Page:
This is the Message Centre for Haylle (Nyssabird) ? mg to recovery

I look like a green alien, an american Funkasaurus

Post 1

Haylle (Nyssabird) ? mg to recovery

*listening to Beastie Boys at 8-somethin in the morning*

"Mario C likes to keep it clean" Go white boy! It's your birthday!
*cheesy white person dance*

Had an odd dream that woke me up needing water..got up and mumbled..'water....water..', and stumbled to the kitchen. Now the journey was all of 12 feet, but christ, I've never been so wobbly in my life. Was like ooOOoo! Either I've started my next life as a foal already, or I'm dehydrated to some sick euphoric state...I *did* notice lovely exposure of veinwork when I was undressed in the bathroom earlier. Looks cool! I'm a green earth goddess! *cackles all the way to the grave*

Que mas..que mas.."So butterfly here is your song, and it's sealed with a kiss..." smiley - blushes at Njan....


I look like a green alien, an american Funkasaurus

Post 2

Haylle (Nyssabird) ? mg to recovery

Hmm...I just got a call from a creditor of Ray's...Invariably she asks what happened...Out comes my meek/blunt (is there such a thing?) 'he committed suicide.' I haven't got a call like that for many months. *listens to Bjork's "I've seen it all"..well, I though I have anyway smiley - laugh*

I love you Ray.


I look like a green alien, an american Funkasaurus

Post 3

njan (afh)

Rows from a point labeling set:
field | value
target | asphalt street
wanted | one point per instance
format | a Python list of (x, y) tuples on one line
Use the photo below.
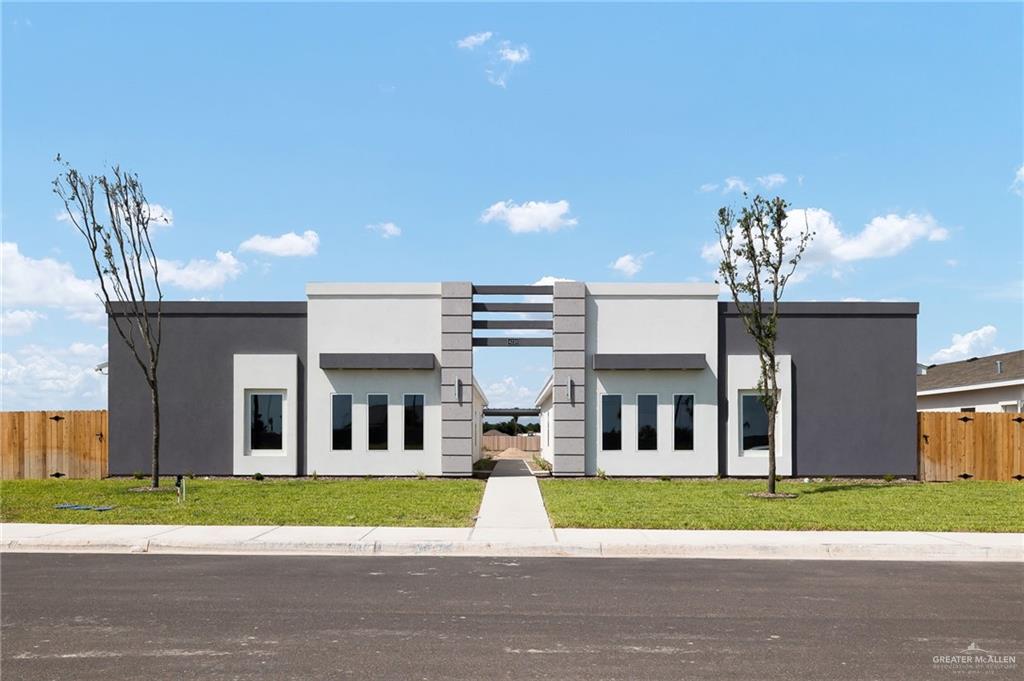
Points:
[(135, 616)]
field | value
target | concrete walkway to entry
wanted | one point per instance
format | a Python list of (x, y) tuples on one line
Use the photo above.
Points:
[(512, 505)]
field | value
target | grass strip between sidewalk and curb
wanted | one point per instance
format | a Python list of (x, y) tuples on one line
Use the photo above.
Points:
[(688, 504), (396, 502)]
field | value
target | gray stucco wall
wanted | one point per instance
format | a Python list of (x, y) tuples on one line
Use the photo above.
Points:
[(854, 384), (200, 340)]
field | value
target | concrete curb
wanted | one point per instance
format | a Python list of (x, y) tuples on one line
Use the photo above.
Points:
[(15, 538)]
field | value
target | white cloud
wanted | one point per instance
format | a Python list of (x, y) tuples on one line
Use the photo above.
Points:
[(475, 40), (530, 216), (630, 264), (972, 344), (160, 217), (503, 61), (27, 282), (508, 392), (385, 229), (511, 54), (18, 322), (769, 181), (199, 273), (884, 237), (287, 245), (37, 378), (734, 184)]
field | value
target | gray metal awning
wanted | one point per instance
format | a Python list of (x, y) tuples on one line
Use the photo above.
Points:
[(377, 360), (684, 362)]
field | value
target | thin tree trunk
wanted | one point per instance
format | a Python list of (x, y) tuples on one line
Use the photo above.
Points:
[(771, 451), (156, 435)]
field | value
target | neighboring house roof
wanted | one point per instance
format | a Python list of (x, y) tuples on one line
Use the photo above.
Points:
[(976, 371)]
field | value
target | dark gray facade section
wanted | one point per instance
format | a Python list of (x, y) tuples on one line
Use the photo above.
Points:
[(200, 340), (409, 360), (854, 401), (650, 362)]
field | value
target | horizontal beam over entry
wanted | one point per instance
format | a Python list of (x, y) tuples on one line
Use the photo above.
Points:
[(504, 341), (513, 324), (649, 362), (514, 290), (377, 360), (525, 413), (513, 307)]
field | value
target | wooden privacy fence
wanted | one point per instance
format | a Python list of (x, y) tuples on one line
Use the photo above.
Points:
[(502, 442), (36, 444), (982, 445)]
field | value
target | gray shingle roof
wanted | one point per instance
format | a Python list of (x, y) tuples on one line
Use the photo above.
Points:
[(973, 372)]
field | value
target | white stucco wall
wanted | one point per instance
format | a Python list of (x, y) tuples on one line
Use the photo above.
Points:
[(644, 318), (373, 317), (1001, 398), (744, 371), (265, 373)]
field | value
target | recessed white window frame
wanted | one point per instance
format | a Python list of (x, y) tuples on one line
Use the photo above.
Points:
[(423, 435), (693, 398), (249, 394), (600, 420), (387, 416), (351, 408), (656, 421)]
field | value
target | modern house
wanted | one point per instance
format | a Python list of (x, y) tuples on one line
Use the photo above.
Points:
[(994, 383), (648, 379)]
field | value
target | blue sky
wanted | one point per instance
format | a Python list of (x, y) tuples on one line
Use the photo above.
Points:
[(505, 143)]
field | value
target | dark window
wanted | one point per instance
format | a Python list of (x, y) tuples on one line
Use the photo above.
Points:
[(755, 423), (683, 408), (611, 423), (414, 422), (341, 422), (377, 416), (265, 421), (646, 422)]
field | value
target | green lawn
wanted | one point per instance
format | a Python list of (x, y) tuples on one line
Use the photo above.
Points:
[(429, 503), (970, 506)]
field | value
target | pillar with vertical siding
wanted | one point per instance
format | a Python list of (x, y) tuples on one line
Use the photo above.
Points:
[(457, 378), (568, 388)]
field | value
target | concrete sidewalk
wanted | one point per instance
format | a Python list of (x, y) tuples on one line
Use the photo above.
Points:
[(512, 508), (512, 542)]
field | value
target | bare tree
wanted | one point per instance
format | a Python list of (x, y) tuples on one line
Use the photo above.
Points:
[(759, 256), (115, 222)]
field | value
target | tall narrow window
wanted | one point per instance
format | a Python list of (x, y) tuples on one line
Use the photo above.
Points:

Written exercise: Shorten the paragraph of the message centre page that begins "Had an odd dream" and keep its main facts. These rows have no connection to the message centre page.

Task answer: An odd dream woke me up thirsty, so I mumbled "water" and stumbled the 12 feet to the kitchen, wobblier than I've ever been. Either I've started my next life as a foal or I'm dehydrated into a sick euphoric state. Earlier in the bathroom I noticed my veins showing, which looked cool, like a green earth goddess.